• **TASK DIRECTIONS**:
Return all of the data exactly, with nothing left out but the pictures.
(ENTRIES SUPPLIED)
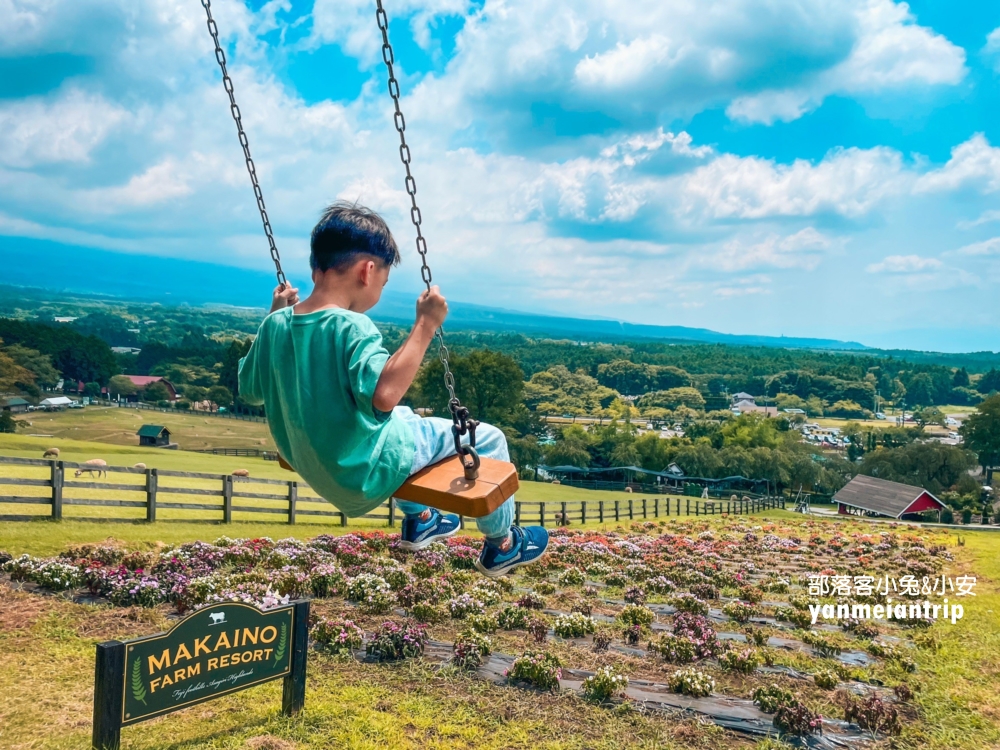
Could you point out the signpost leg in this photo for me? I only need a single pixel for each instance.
(293, 697)
(109, 681)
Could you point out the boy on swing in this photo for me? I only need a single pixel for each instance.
(332, 391)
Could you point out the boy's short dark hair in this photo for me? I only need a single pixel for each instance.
(346, 232)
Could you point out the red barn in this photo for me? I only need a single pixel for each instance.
(869, 496)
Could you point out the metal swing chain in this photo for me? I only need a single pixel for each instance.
(234, 110)
(462, 423)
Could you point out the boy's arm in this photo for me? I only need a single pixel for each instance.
(401, 368)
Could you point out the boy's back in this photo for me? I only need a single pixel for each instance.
(316, 373)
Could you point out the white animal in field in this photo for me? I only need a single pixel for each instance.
(95, 464)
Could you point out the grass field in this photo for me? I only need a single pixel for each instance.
(117, 426)
(132, 485)
(46, 664)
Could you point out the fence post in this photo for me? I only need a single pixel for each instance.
(227, 499)
(151, 483)
(58, 472)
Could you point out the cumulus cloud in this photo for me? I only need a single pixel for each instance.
(974, 162)
(803, 249)
(904, 264)
(848, 182)
(890, 52)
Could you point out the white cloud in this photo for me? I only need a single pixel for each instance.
(40, 131)
(986, 247)
(992, 48)
(849, 182)
(973, 161)
(904, 264)
(890, 52)
(804, 249)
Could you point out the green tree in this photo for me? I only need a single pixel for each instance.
(981, 432)
(120, 385)
(489, 383)
(40, 365)
(156, 391)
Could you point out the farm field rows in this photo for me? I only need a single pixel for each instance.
(679, 575)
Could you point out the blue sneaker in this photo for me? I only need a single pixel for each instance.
(418, 534)
(529, 544)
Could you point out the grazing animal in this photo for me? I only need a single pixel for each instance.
(95, 464)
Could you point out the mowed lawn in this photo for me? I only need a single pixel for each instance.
(132, 487)
(111, 424)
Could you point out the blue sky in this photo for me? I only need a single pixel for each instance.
(799, 167)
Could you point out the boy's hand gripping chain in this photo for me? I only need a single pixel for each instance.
(462, 423)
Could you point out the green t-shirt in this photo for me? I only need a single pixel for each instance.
(316, 375)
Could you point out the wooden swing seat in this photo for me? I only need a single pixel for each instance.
(443, 486)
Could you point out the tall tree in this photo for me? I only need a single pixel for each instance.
(981, 432)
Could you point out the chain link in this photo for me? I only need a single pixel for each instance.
(459, 414)
(234, 110)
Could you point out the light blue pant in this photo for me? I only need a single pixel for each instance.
(435, 442)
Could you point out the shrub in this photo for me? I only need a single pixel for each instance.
(826, 679)
(573, 625)
(482, 623)
(635, 595)
(606, 683)
(571, 577)
(797, 719)
(674, 649)
(744, 662)
(340, 636)
(512, 618)
(393, 641)
(531, 601)
(471, 649)
(538, 628)
(634, 614)
(371, 592)
(427, 613)
(689, 603)
(464, 605)
(691, 682)
(739, 611)
(705, 591)
(602, 640)
(538, 669)
(769, 699)
(871, 714)
(699, 631)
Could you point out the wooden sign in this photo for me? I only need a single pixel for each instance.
(210, 653)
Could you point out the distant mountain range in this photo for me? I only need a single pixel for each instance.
(50, 265)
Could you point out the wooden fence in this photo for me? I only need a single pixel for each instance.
(51, 488)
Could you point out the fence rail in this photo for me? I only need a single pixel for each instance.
(217, 497)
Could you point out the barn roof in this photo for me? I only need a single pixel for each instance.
(881, 496)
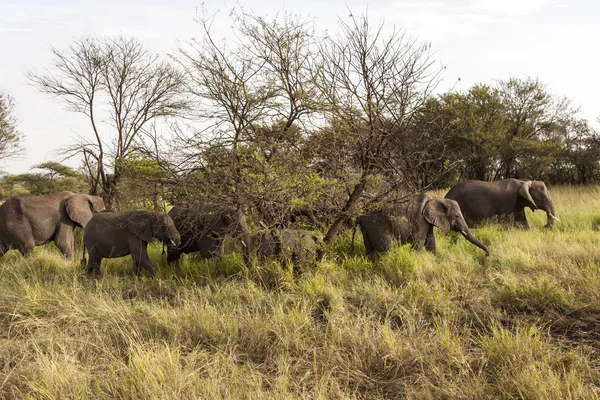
(End ENTRIES SUPPLIED)
• **RESPONSE AREA**:
Could you point out the signpost leg in this photo for me? I only need a single pixel for each instance.
(293, 697)
(109, 681)
Could you point out the boy on swing in this photo for me? I only need a single pixel for each instance.
(332, 391)
Could you point out the boy's short dark hair in this photo for me? I only need a single pixel for each instance.
(346, 232)
Could you point out the red barn in this photo for me? I only need a single pixel for each instance.
(869, 496)
Could you point out the metal swing chain in this photo for me? I only need a single pixel for each instance.
(234, 110)
(462, 423)
Could you point out the boy's arm in this photo for me? I only need a single pixel for each instance.
(401, 368)
Could you point out the boy's back in this photo for me? I only need a single pixel for each instance.
(316, 373)
Could you point out the white animal in field in this photo for me? I only need a single pixel for each instance.
(95, 464)
Could you point out the grass field in this photo for me? I only need a single pixel for each instance.
(117, 426)
(132, 485)
(46, 664)
Could you point out the fence post in this photo for me? I only need a single pixel for each instance.
(227, 499)
(151, 483)
(58, 472)
Could you point out the cumulus cloud in this photo for me? I only need a single pixel for each instance.
(974, 162)
(803, 249)
(904, 264)
(848, 182)
(890, 52)
Could you point out the white cloud in this photo for me? I only need a single pixel for each instance.
(40, 131)
(986, 247)
(992, 48)
(849, 182)
(973, 161)
(904, 264)
(890, 52)
(804, 249)
Could you point out the green tree in this photo for me? I only need a single pixel for each instance.
(981, 432)
(120, 385)
(489, 383)
(40, 365)
(156, 391)
Could you point out the farm field rows in this photo for me? I only need a single pixel for each instance.
(679, 575)
Could you point out the blue sneaker in this photo for me? I only need a single pixel for each instance.
(418, 534)
(529, 544)
Could you point out the grazing animal in this photo for me? I only need a single pixel for each instance.
(95, 464)
Could you point out the mowed lawn in this photo for me? I only need a single pixel for each instance.
(132, 487)
(111, 424)
Could you point out the blue sky in this photo for me? I only need a single pixel for each instance.
(799, 167)
Could you point out the boy's hand gripping chain in this photo for me? I only need a single pixel for each instance.
(462, 423)
Could you point out the green t-shirt in this photo for me? I only need a single pixel for each instance.
(316, 375)
Could you point out the wooden swing seat in this photo for me? I only need a single pixel for each instance.
(443, 486)
Could you point out the tall tree in this photo for me? I only need a single pixel for each instance.
(981, 432)
Could you point out the chain link in this photo for me? I only need a single pixel for each instance.
(459, 414)
(234, 110)
Could you point out the light blue pant in this photo for me? I only need a single pixel for each instance.
(435, 442)
Could you point out the shrub in this photo for me? I only need a single pixel for each instance.
(826, 679)
(573, 625)
(482, 623)
(635, 595)
(606, 683)
(571, 577)
(797, 719)
(674, 649)
(744, 662)
(340, 636)
(512, 618)
(393, 641)
(531, 601)
(471, 649)
(538, 628)
(634, 614)
(371, 592)
(427, 613)
(689, 603)
(464, 605)
(691, 682)
(739, 611)
(705, 591)
(602, 640)
(538, 669)
(769, 699)
(871, 714)
(699, 631)
Could you point out the wooden sign in this photo for me? I only need a single pixel for each instance.
(210, 653)
Could you point out the distant mountain range in this photo for me? I only need a single pixel for each instance.
(50, 265)
Could you point out the wooden fence in this photo for me? I only need a single pixel for each instance.
(51, 488)
Could you point out the fence rail in this photo for me? I only need a single pixel for each instance.
(217, 497)
Could you point out the barn roof in this photo for me? I only need a single pixel for each instance.
(881, 496)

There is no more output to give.